+++ EXERCISE MATERIALS
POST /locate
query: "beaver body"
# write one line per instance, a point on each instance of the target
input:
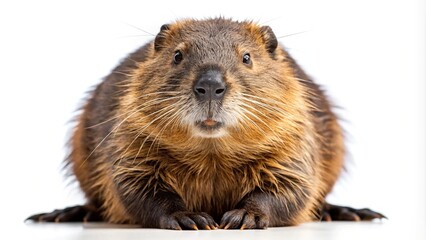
(211, 122)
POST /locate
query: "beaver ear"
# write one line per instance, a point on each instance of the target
(270, 39)
(161, 37)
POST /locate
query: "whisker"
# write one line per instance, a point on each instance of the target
(292, 34)
(153, 102)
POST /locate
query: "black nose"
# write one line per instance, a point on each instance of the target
(210, 86)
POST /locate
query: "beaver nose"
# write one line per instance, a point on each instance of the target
(210, 86)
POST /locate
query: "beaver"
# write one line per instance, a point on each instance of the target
(210, 125)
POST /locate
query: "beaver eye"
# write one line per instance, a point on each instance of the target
(246, 58)
(178, 57)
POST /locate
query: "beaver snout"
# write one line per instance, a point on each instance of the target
(210, 86)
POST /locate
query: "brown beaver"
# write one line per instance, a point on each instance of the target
(212, 122)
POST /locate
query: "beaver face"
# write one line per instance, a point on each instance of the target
(215, 73)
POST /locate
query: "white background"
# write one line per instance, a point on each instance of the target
(369, 55)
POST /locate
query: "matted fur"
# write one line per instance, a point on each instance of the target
(137, 134)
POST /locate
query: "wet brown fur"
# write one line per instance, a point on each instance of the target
(131, 141)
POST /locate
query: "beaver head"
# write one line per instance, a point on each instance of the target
(213, 78)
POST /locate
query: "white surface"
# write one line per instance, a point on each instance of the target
(318, 231)
(370, 55)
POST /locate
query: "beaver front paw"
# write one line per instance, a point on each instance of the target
(244, 219)
(340, 213)
(188, 221)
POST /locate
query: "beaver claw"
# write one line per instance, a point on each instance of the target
(244, 219)
(69, 214)
(339, 213)
(188, 221)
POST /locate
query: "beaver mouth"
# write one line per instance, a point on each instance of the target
(209, 124)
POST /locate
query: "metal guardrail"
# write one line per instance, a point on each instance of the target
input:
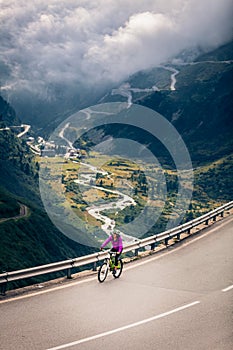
(96, 257)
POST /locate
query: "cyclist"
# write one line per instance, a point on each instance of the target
(117, 245)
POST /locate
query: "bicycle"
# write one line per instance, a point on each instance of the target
(109, 265)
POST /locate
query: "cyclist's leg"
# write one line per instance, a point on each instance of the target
(117, 257)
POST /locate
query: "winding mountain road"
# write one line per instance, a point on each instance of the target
(23, 212)
(181, 299)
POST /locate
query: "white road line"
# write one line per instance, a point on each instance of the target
(139, 323)
(227, 289)
(147, 261)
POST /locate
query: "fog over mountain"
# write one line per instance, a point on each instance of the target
(84, 43)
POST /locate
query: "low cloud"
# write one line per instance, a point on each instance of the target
(98, 42)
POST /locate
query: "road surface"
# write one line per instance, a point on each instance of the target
(182, 299)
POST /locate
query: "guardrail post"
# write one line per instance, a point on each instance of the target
(69, 275)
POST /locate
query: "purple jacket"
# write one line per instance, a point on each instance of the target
(115, 244)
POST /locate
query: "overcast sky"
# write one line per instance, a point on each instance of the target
(95, 41)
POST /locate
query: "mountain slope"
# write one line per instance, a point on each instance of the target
(31, 239)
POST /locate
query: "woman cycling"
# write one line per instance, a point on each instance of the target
(117, 245)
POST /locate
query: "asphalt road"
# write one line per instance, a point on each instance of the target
(182, 299)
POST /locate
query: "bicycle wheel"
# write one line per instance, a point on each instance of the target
(117, 273)
(102, 273)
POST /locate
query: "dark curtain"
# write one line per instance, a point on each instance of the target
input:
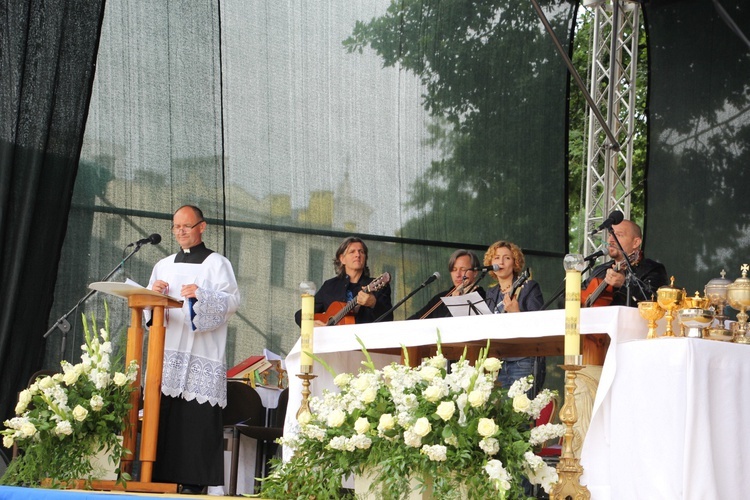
++++++
▶ [ASSIGNMENT]:
Everything in the entries must be written out exactly; the pictures stay out.

▶ [ANSWER FOR THIS EXERCISE]:
POST /locate
query: "beaver body"
# write one line per instance, a point on each instance of the target
input:
(211, 122)
POST /locate
query: "beaver ear"
# write one line per instance, a point on each instance of the target
(270, 39)
(161, 37)
POST /locate
query: "whisker"
# write one line per instance, a point on each instance of the target
(292, 34)
(153, 102)
POST /locate
query: "black nose"
# write one line per instance, a point on each instance of the target
(210, 86)
POST /locate
query: "beaver nose"
# write one line per instance, a point on each instance of the target
(210, 86)
POST /locate
query: "beaver"
# write one line per instance, a point on each instance of the target
(210, 125)
POST /locate
query: "beaver eye"
# write one line per instance, a point on each instance of the target
(246, 58)
(178, 57)
POST /locate
query: "beaver snout"
# write one line per instance, a point on each instance of the target
(210, 86)
POST /locate
query: "brown beaver"
# write one line per instance, a point on each instance of the target
(212, 122)
POST /locate
query: "beaver face"
# write one line per instance, a point on each instance of the target
(215, 73)
POST /locate
query: "white background"
# write one line per instance, a point on each instance of the target
(369, 55)
POST /locate
query: "matted fur"
# write one line per instance, a point on each instance of the target
(137, 134)
POST /locate
query: "wet brown fur"
# write one line per instance, a point on each instance of the target
(131, 141)
POST /locate
query: "beaver head"
# write one line per instance, a point on each instance of the target
(213, 78)
POST /locate
query: "white surface"
# write one line per instance, a point on each instance of the target
(318, 231)
(370, 55)
POST /locate
query: "beaver front paw"
# write one line per instance, a point on each instance of the target
(244, 219)
(340, 213)
(188, 221)
POST /locate
query: "beaver claw"
# write one line per instance, a point on each instance of the target
(244, 219)
(69, 214)
(339, 213)
(188, 221)
POST /locate
query: "beaver mouth"
# write one line per instance, a point on each instance of the target
(209, 124)
POST /locate
query: "metal guardrail"
# write one line per instance, a point on each instance of the target
input:
(96, 257)
POST /locate
query: "cyclist"
# write one line per instance, a point on each instance of the target
(117, 245)
POST /locate
query: "bicycle"
# write one line per instance, a point on each instance of the target
(109, 265)
POST /locate
query: "cyclist's leg"
# write one line per instance, a point on each instance of the target
(117, 257)
POST /locate
query: "winding mountain road"
# write one line per instance, a point on each instance of the target
(23, 212)
(181, 299)
POST /locate
query: "white road line"
# write one line per instance, a point on each instance of the target
(139, 323)
(227, 289)
(147, 261)
POST /locate
query: "fog over mountain"
# write one line per instance, a point on each instance of the target
(84, 43)
POST /locate
query: "low cloud"
# write one line per instance, a point on each instance of the target
(98, 42)
POST /locate
query: "road surface"
# write one line per instance, a point on each instance of the target
(182, 299)
POST /locate
query: "guardrail post"
# write one line per instance, a point on each instance of the target
(69, 275)
POST /locate
query: "purple jacket"
# write one line per instance, a point on each instance of the target
(115, 244)
POST /locate
query: "overcast sky"
# write one line per instance, a point on each instance of the target
(95, 41)
POST /locate
query: "mountain slope"
# write one line per instance, a point on each instance of the target
(31, 239)
POST /locate
query: "woman cycling"
# write one line per instance, a point on each instance of the target
(117, 245)
POST /locate
query: "asphalt road"
# write one line per instance, a point on each instance of the target
(182, 299)
POST /locate
query: "bicycle wheel"
# write one line per instance, a point on each instance of the target
(117, 273)
(102, 273)
POST /locate
query: "dark curtain"
# write one line per instance, a point on each instance of the target
input:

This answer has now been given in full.